> Texto proporcionado
Cuando eres madre en la vida, no te
queda otra que hacer sacrificios por ellos. Los sacrificios abarcan un amplio
abanico de posibilidades de sacrificarse; por ejemplo, un pequeño sacrificio es
darle a tus queridas hijitas el último trozo de chocolate que ibas a tomarte tú
con el café de la tarde, porque no te va sentar bien comértelo mientras ellas
te miran con ojitos amorosos suplicantes o bien porque el coro de llantos ha
llegado a un punto insufrible para tus oídos y decides desprenderte del dulce
botín antes de que te exploten los tímpanos. Ya sé que si me estás leyendo,
señora Supernanny, pensarás que hago
muy mal porque cedo a sus caprichos después de montarme el sarao maravillao, pero antes de juzgarme a mí, te recomiendo que
estudies el caso de la señora del espetec, que se lo esconde a su familia para
comérselo ella y no le da ni a sus hijos que están en edad de crecimiento ni a
los abuelos que están en edad de decrecimiento.
Luego están los sacrificios tamaño
mediano, como por ejemplo no comprarte unas botas nuevas porque al niño le ha
crecido un pie como para quedarse dormido en horizontal, y necesita zapatos
nuevos. Tú sacrificas esas botas de cuero que te tienen loca porque no caíste
en vendarle los pies de chico como si fuera una geisha y ahora necesita calzado
nuevo prácticamente cada mes.
O sacrificar la siesta.
O sacrificar tu dieta por picotearle
cada tarde el bocadillo de nocilla.
O sacrificar tus ojos tragándote
capítulos de dibujos de niñas/cerditas/hadas repelentes.
Y un largo etcétera.
Luego, para mí, está el sacrificio
mayor: llevarlas al campo.
No me gusta el campo, no lo
disfruto, no estoy cómoda con la ropa de ir al campo ni con los zapatos de ir
al campo. Ya sé si que me estás leyendo, Paula Echevarría, me dirás que tengo
que tener un oufit rupestre preparado
y que es una buena ocasión para lucir mis New
Balance a juego con el coletero, pero antes de juzgarme a mí, te recomiendo
que estudies el caso de la señora del espetec, que parece que se va a ir a
vivir a una comunidad amish en cuanto se acabe el salchichón que tenía
emparedado en la cocina y con un guarda de seguridad vigilándolo.

> Muestra de datos
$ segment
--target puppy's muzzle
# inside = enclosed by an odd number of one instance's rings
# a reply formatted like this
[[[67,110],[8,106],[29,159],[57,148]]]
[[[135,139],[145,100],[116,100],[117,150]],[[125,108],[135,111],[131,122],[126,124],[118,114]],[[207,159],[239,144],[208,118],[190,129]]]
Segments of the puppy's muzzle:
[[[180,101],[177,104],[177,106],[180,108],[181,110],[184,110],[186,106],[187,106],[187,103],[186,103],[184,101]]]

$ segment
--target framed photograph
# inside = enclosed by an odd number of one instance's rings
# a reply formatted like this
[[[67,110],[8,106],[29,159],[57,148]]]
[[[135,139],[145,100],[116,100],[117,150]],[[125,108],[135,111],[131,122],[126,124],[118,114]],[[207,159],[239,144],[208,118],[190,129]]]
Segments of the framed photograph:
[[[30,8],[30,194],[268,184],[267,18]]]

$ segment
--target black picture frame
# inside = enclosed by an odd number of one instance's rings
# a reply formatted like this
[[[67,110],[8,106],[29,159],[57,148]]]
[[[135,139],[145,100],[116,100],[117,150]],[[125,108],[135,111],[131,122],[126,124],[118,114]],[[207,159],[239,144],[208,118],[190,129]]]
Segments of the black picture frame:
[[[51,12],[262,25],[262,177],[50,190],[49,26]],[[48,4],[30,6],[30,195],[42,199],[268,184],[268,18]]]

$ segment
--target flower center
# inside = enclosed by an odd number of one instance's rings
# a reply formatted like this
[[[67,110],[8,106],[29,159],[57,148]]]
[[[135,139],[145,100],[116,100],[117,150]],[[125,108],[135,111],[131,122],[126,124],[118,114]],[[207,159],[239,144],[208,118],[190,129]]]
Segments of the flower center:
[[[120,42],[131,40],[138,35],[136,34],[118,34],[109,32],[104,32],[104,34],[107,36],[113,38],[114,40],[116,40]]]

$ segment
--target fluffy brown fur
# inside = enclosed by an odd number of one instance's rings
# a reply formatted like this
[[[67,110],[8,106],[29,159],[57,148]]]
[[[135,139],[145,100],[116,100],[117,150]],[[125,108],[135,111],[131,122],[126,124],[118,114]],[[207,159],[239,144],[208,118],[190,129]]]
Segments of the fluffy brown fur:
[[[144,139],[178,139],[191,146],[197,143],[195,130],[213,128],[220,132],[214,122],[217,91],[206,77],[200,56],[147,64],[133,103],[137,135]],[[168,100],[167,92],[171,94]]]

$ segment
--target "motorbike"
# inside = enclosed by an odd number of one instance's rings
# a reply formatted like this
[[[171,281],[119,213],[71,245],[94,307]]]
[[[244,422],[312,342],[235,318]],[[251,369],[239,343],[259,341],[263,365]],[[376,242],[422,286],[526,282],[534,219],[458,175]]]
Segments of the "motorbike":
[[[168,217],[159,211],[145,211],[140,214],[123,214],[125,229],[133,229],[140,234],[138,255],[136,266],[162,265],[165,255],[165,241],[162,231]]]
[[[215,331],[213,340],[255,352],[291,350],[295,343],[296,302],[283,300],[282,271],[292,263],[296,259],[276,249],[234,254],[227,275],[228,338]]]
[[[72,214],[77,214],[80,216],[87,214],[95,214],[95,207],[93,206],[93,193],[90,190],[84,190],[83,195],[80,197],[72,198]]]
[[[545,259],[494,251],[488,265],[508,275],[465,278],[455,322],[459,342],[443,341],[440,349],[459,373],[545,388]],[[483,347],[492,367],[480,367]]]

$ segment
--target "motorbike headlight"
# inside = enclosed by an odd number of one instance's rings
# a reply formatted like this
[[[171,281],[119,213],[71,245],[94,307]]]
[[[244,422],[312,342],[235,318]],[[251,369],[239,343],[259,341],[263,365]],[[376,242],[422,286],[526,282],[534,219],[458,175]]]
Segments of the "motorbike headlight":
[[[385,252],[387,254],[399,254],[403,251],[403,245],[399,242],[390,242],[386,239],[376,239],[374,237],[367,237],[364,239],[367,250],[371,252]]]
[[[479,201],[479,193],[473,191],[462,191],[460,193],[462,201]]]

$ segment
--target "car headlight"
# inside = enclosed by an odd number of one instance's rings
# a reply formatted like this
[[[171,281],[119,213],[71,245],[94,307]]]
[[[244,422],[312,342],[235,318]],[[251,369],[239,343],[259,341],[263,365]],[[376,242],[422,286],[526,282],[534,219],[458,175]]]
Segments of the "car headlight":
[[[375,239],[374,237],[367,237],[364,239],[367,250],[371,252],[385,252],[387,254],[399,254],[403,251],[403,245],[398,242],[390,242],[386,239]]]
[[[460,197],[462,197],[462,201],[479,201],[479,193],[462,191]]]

> Retos
**A.** Responde sí o no para indicar si cada afirmación coincide con el texto sobre los sacrificios de ser madre, y respalda cada respuesta con una cita literal del texto: (i) El último trozo de chocolate iba a acompañar el café de la tarde. (ii) Quien escribe disfruta del campo. (iii) La señora del espetec lo comparte con los abuelos.
**B.** Continúa el texto sobre los sacrificios de ser madre a partir de su última oración.

> Resultados
**A.**
(i) Sí: «el último trozo de chocolate que ibas a tomarte tú con el café de la tarde».
(ii) No: «No me gusta el campo, no lo disfruto».
(iii) No: «se lo esconde a su familia para comérselo ella y no le da ni a sus hijos que están en edad de crecimiento ni a los abuelos que están en edad de decrecimiento».

**B.**
Pero como a madre coraje no me gana
ni Belén Esteban, el sábado pasado, un sábado de esos que te apetece ponerte
tacón y arreglarte el pelo para irte de tapitas por Triana, me puse las
zapatillas de deporte, compré cuatro kilos de zanahorias, me maquillé
discretamente como se maquillaría Paula para ir al campo y me metí en el coche
dispuesta a llevar a mis niñas a pisar Naturaleza. Yupi.
Nos levantamos con el canto del
gallo, bueno, de la gallina, de la heredera pequeña, vamos. Preparé mi bizcocho
genovés relleno de salmón y gorgonzola y mi pastel de zanahorias para
mimetizarnos con la población animal sin perder (del todo) el glamour. Vestí a
las niñas con un modelo inspirado en Dora
la exploradora porque nunca sé que ponerles en estos casos. El caso es que
empezaron a hablar como si viviésemos en Miami y a andar de perfil con la
cabeza de frente, así que tuve que cambiarles de modelo campero. Luego me metí
un momento en el Instagrán de Paloma
Cuevas que siempre va muy mona (además compartimos funda del Bugaboo y eso une mucho) y elegí para mí
algo muy parecido a lo que ella llevaba puesto para ir a tirar la basura un día
que Enrique tenía corrida y se fue sin tirarla antes.
Querido decidió vestirse solo
cuando me vio acercarme con el tablero del Pinterest
de Marichalar.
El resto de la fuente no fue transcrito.